— Set of tasks —
1 > Answer these questions from the court report below:
(a) What was Tom Burt's trade?
(b) About how fast did Pc Longman estimate James Ford had been traveling?
(c) How much did the jurors award in damages?
2 > Reproduce the part of the court report below starting with "Directing jurors as" and going on through "him £30 in damages.".

— Document text —
:::::

"He was a marked man in Southampton, noted for driving fast" - the devastating testimony of corn factor C W Campbell who witnessed a horror crash in the town centre.

It was general election day and a large group of men had gathered in Above Bar to cast their vote when a pony and trap approached, so concerned at its speed that a police officer cautioned him of the impending danger. But within seconds, it crashed into the crowd, not only badly injuring shoemaker Tom Burt but causing the driver James Ford to fall out.

"It rendered me insensible," Burt was to tell a judge some three months later on June 30, 1880. "I was taken to the infirmary where I remained for about a week, and ever since then I have had to be attended to medically. For four days, I could scarcely move. I suffered a good deal of pain, especially in the leg which prevented me from working. I have also suffered general weakness and giddiness."

Burt stood in the witness box in the civil court at Hampshire Assizes where he sued Ford for damages for what he cited as "his furious driving" while he was walking in the road.

He was supported by Dr White who feared he would forever be troubled by discomfort in the knee. "He has rested for a considerable time and I think he has a tolerably generous diet and tonics, but the pain in the knee seems to have returned and I doubt whether a man of 60 years of age will be precisely the same man again."

Pc Longman estimated Ford had been travelling at about 15mph and he and another officer cleared the crowd to enable the pony and trap to pass but with a warning about his speed. "I cautioned him but as he got a few yards away, he whipped the horse."

Pc Springer agreed about the speed. "When he got to the crowd, the horse pulled itself up as if not knowing where to go, when the defendant struck it twice and the horse rushed into the crowd, throwing down a woman and Mr Burt. The defendant himself fell out of the cab and I took him into custody."

In his defence, Ford insisted the crowd had been at fault, claiming he had been pelted with flour, egg shells filled with tar and other missiles as he converged on them. A statement, however, that no witness on either side corroborated.

"They frightened the pony which I drew towards the pavement and accidentally knocked down Mr Burt and a woman. I myself was thrown out of the trap as the horse fell on it side. I was doing no more than six miles an hour and the man who was with me was also thrown out of the trap. It was entirely an accident."

Brush maker Mr.Berry, who had been looking out of his upstairs bow window, endorsed his evidence that he had reined the pony to one side to avoid the crowd. "But when it got onto the pavement, it slipped and ell, knocking down a woman and pitching Mr Ford and his companion out of the trap."  

Directing jurors as to the law, Lord Chief Justice Coleridge said in cases of this nature, there was always contradictory evidence about speed.

"There can be no doubt however as to the reasonable care which ought to be taken through a street like the Above Bar in Southampton on an election day, and the noisier the crowd was, the greater care should have been. 

"If you should believe the witnesses for the plaintiff, he is entitled to your verdict. On the other hand, if he was barely going, say at six miles an hour, though it might have been seven, and it all took place by way of an accident, the horse being frightened by the noise and excitement, you should adopt that view for the defendant."

Following retirement, jurors found for the plaintiff and awarded him £30 in damages.

:::::

— Provided material —
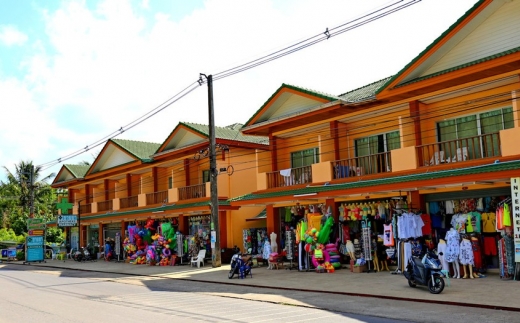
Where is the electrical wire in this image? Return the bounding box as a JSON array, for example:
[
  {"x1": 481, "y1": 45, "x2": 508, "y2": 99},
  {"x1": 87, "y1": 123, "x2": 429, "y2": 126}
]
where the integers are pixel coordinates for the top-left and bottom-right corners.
[{"x1": 35, "y1": 0, "x2": 421, "y2": 170}]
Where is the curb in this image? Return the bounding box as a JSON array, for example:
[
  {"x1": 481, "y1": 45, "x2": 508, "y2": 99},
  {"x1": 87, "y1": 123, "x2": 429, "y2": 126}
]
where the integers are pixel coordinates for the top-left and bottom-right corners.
[{"x1": 10, "y1": 263, "x2": 520, "y2": 312}]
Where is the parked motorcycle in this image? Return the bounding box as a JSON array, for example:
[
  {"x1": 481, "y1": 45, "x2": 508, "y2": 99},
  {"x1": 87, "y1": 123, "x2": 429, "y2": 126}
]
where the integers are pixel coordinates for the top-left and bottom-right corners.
[
  {"x1": 228, "y1": 251, "x2": 253, "y2": 279},
  {"x1": 72, "y1": 246, "x2": 96, "y2": 261},
  {"x1": 404, "y1": 251, "x2": 444, "y2": 294}
]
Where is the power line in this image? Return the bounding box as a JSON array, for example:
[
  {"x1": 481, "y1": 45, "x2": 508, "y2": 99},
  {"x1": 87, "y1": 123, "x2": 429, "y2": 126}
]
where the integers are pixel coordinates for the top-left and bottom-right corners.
[{"x1": 39, "y1": 0, "x2": 421, "y2": 170}]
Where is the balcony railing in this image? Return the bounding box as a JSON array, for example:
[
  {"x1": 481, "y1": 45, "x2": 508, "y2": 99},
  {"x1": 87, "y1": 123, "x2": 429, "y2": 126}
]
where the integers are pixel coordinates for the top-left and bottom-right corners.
[
  {"x1": 98, "y1": 200, "x2": 113, "y2": 212},
  {"x1": 119, "y1": 196, "x2": 139, "y2": 209},
  {"x1": 79, "y1": 203, "x2": 92, "y2": 214},
  {"x1": 417, "y1": 132, "x2": 502, "y2": 167},
  {"x1": 267, "y1": 166, "x2": 312, "y2": 188},
  {"x1": 331, "y1": 152, "x2": 392, "y2": 179},
  {"x1": 146, "y1": 191, "x2": 168, "y2": 205},
  {"x1": 179, "y1": 183, "x2": 206, "y2": 201}
]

:::::

— Problem solutions —
1 >
(a) Shoemaker.
(b) About 15mph.
(c) £30.

2 >
Directing jurors as to the law, Lord Chief Justice Coleridge said in cases of this nature, there was always contradictory evidence about speed.

"There can be no doubt however as to the reasonable care which ought to be taken through a street like the Above Bar in Southampton on an election day, and the noisier the crowd was, the greater care should have been. 

"If you should believe the witnesses for the plaintiff, he is entitled to your verdict. On the other hand, if he was barely going, say at six miles an hour, though it might have been seven, and it all took place by way of an accident, the horse being frightened by the noise and excitement, you should adopt that view for the defendant."

Following retirement, jurors found for the plaintiff and awarded him £30 in damages.